What is needed:
Using the group descriptions below, answer each question briefly.
(a) According to the Group 93 section, how many objects are currently in Earth's orbit?
(b) Which physical sciences does the Space Systems Analysis Group name as fields it seeks researchers from?
(c) For which sponsors does the Advanced Space Systems and Concepts Group build imaging hardware and software systems?

Passage provided:
Group 93—Space Situational Awareness
There are currently more than 19,000 objects in Earth's orbit, ranging in importance from operational satellites to orbital debris. In order to monitor this large population, the Space Situational Awareness Group develops algorithms, techniques, and operational concepts to track and characterize these objects. The group operates the Lincoln Space Surveillance Complex (LSSC), comprising the Millstone deep-space satellite tracking radar and the Haystack and Haystack Auxiliary wideband imaging radars. All of these radars are remotely controlled from the Lexington Space Situational Awareness Center (LSSAC), which serves as a data processing and fusion node for the LSSC and other ground- and space-based space surveillance sensors. Together, the LSSC and LSSAC serve as an operational test bed for space situational awareness technologies and provide access to a rich set of radar and optical data. The group's current research and development efforts focus on problems such as tracking and identification of newly launched satellites, tracking and discrimination of satellites in geosynchronous clusters, automated radar image exploitation, close approach monitoring and collision warning, applications of multisensor data fusion, and decision support. The group is also developing a net-centric, service-oriented architecture that networks all of these capabilities together in an integrated information system.

Group 95—Space Systems Analysis
The Space Systems Analysis Group identifies and evaluates threats to the U.S. use of space for military, intelligence, civil, and commercial purposes. This work involves understanding the attributes and vulnerabilities of U.S. space-related systems, including the sensors and networks used to detect, track, and characterize objects in space, the satellites that provide space-based services, and the infrastructure used to control and operate these satellites. A central component of this effort involves consideration of how adversaries might try to exploit vulnerabilities and technical evaluation of the knowledge and resources required to mount a credible threat against U.S. systems. The group also develops concepts for reducing U.S. vulnerabilities to these identified threats. This work requires detailed modeling of optical, radar, and propulsion systems; novel ideas for new space systems and on-orbit operations; and consideration of the timelines, architectures, and decision-making processes for maintaining awareness of the space environment. In addition, the group pursues potentially game-changing, innovative ideas for remote sensing of space and the Earth. This part of the group's work involves sensor design, signal and image processing, and target and environmental phenomenology. The group seeks researchers from the physical sciences, including physics, mathematics, and chemistry, as well as from a wide range of engineering disciplines (including electrical, computer, mechanical, chemical, aeronautical, and astronautical).

Group 97—Sensor Technology and System Applications
The Sensor Technology and System Applications Group develops environmental monitoring electro-optical (EO) infrared (IR) sensor systems for detecting and tracking natural and man-made phenomena. The group's activities include the extraction of target and feature information from airborne and space-borne hyperspectral imagery; system support of National Oceanic and Atmospheric Administration (NOAA) environmental satellites in performance analysis and improvement of existing sensors and products; architecture definition and sensor development support for the next-generation NOAA satellite systems; and chemical- and biological-agent detection sensor and system development. Work includes EO IR sensor design, system and architecture analysis, signal processing, data analysis, and algorithm development.

Group 99—Advanced Space Systems and Concepts
The Advanced Space Systems and Concepts Group's expertise is in the area of electro-optical imaging systems, image processing, video exploitation, and low-power optical communications systems. The group leverages this core expertise to architect, prototype, and build imaging hardware and software systems in support of aerospace surveillance, wide-area persistent surveillance, and focused surveillance programs for Department of Defense, Department of Homeland Security, and NASA sponsors.

Data section:
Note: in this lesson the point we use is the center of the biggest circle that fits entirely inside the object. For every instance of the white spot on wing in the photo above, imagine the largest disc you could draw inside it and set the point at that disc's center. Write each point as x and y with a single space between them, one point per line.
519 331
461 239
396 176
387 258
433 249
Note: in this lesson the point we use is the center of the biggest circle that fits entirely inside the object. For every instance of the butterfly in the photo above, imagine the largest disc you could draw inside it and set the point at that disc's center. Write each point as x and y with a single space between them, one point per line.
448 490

Answer for this exercise:
(a) More than 19,000.
(b) Physics, mathematics, and chemistry.
(c) The Department of Defense, the Department of Homeland Security, and NASA.